:: REQUIRED TASKS ::
**A)** In the article about Lexi Ashwell, who gave the second defibrillator shock that brought back her normal heart rate?
**B)** Summarize the article about Lexi Ashwell in two sentences.
**C)** Please return the passage of the article about Lexi Ashwell between "Shaun Whittington, an" and "of spontaneous circulation.", inclusive, copied word for word.

A 12-year-old girl has had an emotional reunion with the emergency responders who helped save her life after she suffered cardiac arrest in July.

Lexi Ashwell was at her home in Upper Caldecote on July 10 when her mum, Michelle, heard her scream just after 10pm and watched her walk around in a confused state before stumbling and falling on to the floor.

Michelle quickly realised this was a medical emergency and her husband, Shane, called 999, with the call handler instructing Michelle to start CPR immediately.

Michelle took it in turns to perform CPR with her eldest daughter, Allyssa, who had called her partner, Rob, as his mum, Elizabeth Dobb, works as an emergency medical technician at the East of England Ambulance Service (EEAST).


After being woken with the news by her son, Elizabeth rushed the three miles from her home in Sandy to Upper Caldecote.

EEAST’s control room had called Bedfordshire Police for a co-response due to the nature of the incident and PC Ayesha Hussain and PC Katie Dyball were dispatched to the scene.

Arriving first on scene, PC Hussain took over the CPR from Michelle and Allyssa.

Elizabeth arrived on scene shortly after and was followed by community first responder Dave Wright, who had a defibrillator in his medical kit bag.


Elizabeth was able to administer Lexi with a first shock to help restore a normal heart rhythm, and when this didn’t happen CPR started again.

Shaun Whittington, an advanced paramedic in urgent care, was next on scene, followed by an ambulance with emergency medical technician Fiona Lipscombe and Robert Green, another advanced paramedic in urgent care.

Shaun took over the lead on Lexi’s treatment and administered another shock with a defibrillator, which achieved the resumption of a normal heart rate, known as a return of spontaneous circulation.

:: RECORDS SUPPLIED ::
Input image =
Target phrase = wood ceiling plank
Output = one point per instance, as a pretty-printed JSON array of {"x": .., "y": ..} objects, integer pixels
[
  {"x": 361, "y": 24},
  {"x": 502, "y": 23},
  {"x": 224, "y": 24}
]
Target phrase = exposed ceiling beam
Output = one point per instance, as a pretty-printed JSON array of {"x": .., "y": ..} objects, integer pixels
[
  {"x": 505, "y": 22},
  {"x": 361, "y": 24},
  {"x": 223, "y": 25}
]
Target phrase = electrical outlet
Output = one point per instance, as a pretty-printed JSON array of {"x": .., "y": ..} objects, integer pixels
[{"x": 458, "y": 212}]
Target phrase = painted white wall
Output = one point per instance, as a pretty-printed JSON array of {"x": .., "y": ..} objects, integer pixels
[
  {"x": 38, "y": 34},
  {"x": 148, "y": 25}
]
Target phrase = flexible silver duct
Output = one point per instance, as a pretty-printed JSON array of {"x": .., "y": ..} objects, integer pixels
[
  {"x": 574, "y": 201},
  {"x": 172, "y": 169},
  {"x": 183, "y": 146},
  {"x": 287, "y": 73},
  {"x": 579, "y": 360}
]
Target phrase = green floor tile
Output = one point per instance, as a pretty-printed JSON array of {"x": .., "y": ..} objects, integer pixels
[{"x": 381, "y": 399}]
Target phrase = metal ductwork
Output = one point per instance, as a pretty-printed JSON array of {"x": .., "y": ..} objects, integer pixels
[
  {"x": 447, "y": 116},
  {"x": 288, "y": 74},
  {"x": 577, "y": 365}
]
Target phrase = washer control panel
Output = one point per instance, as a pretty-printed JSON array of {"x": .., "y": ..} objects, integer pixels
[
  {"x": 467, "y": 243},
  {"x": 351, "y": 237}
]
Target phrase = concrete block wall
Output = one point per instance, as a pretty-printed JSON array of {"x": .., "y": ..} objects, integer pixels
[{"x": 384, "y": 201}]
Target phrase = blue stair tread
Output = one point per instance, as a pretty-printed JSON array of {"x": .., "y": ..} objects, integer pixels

---

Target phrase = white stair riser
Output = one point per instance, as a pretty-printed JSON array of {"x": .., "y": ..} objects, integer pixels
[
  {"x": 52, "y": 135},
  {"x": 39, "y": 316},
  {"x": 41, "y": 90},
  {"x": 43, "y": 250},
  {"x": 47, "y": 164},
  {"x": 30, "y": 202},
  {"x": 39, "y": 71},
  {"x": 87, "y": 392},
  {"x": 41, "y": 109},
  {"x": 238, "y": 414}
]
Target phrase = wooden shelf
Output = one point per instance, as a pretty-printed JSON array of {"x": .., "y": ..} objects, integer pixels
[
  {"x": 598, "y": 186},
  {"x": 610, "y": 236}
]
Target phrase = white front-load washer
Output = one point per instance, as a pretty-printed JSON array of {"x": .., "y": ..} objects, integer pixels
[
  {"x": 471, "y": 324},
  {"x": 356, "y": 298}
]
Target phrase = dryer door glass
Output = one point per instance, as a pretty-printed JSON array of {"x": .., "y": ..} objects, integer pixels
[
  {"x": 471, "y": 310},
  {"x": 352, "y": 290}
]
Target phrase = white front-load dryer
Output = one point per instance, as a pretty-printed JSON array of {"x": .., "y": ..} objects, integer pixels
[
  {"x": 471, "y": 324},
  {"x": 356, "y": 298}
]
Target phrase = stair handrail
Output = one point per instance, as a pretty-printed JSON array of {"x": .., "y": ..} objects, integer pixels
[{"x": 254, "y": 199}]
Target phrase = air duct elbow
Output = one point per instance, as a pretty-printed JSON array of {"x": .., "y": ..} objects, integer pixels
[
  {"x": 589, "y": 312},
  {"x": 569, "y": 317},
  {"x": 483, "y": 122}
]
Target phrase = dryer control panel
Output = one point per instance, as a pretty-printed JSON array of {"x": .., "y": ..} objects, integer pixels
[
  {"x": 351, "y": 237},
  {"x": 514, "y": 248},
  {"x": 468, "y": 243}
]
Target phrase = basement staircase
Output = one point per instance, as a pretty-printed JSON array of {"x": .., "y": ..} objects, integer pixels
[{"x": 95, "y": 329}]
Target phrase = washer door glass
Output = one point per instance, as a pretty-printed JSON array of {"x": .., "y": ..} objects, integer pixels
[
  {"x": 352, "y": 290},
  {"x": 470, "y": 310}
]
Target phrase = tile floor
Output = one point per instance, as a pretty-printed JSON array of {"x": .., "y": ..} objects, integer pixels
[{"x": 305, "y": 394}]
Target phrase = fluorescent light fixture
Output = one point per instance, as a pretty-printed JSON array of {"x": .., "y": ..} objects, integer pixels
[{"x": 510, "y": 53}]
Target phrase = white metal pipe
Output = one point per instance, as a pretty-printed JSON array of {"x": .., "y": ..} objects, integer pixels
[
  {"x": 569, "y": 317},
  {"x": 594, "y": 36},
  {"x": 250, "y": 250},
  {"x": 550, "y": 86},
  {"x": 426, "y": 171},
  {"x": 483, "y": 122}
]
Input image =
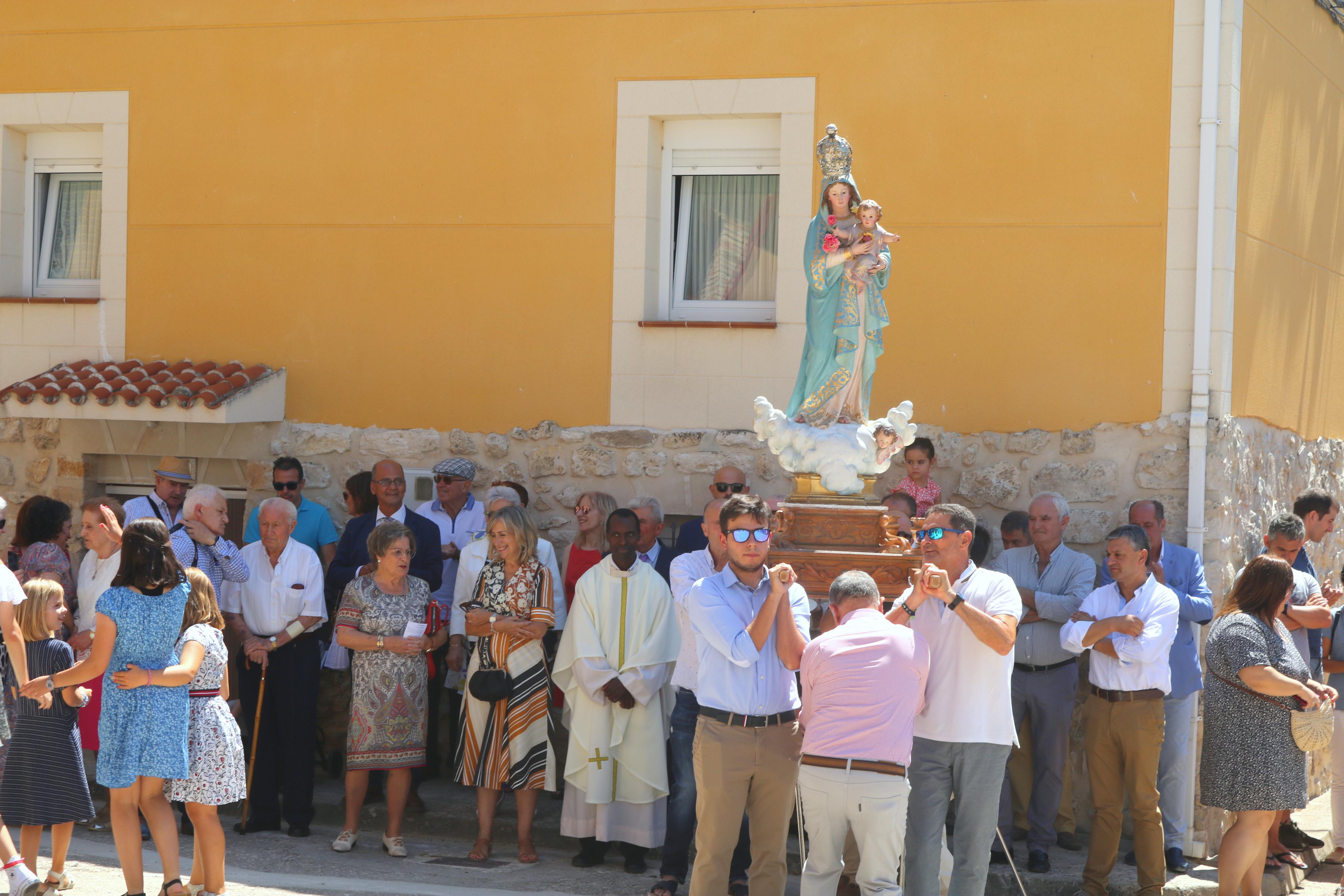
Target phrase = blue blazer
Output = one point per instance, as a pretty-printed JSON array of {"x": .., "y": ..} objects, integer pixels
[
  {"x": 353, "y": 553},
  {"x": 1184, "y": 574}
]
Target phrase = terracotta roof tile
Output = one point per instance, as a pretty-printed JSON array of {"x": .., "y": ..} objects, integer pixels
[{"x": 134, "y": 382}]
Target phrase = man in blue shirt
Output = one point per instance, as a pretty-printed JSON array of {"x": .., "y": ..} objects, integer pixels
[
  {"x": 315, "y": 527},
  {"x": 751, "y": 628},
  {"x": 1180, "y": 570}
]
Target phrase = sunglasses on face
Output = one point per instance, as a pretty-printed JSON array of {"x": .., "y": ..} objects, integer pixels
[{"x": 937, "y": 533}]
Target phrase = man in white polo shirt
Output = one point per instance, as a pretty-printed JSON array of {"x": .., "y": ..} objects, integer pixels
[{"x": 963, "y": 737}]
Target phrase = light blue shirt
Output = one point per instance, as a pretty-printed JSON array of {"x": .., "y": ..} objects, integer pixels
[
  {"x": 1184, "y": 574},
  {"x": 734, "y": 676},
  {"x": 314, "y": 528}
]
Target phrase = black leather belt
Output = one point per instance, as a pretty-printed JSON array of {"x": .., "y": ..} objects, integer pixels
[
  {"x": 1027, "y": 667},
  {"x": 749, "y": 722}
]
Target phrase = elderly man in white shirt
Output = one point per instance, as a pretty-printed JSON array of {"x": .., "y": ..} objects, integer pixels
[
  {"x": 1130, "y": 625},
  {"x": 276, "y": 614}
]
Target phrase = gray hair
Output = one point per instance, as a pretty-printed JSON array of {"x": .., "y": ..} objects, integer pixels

:: RESPONSES TO THE EXERCISE ::
**A)** Shaun Whittington, an advanced paramedic in urgent care.

**B)** Twelve-year-old Lexi Ashwell went into cardiac arrest at her home in Upper Caldecote on July 10, and after her father called 999, her mother and older sister took turns performing CPR. Police officers, an emergency medical technician, a community first responder and paramedics then arrived, and a second defibrillator shock from advanced paramedic Shaun Whittington restored a normal heart rate.

**C)**
Shaun Whittington, an advanced paramedic in urgent care, was next on scene, followed by an ambulance with emergency medical technician Fiona Lipscombe and Robert Green, another advanced paramedic in urgent care.

Shaun took over the lead on Lexi’s treatment and administered another shock with a defibrillator, which achieved the resumption of a normal heart rate, known as a return of spontaneous circulation.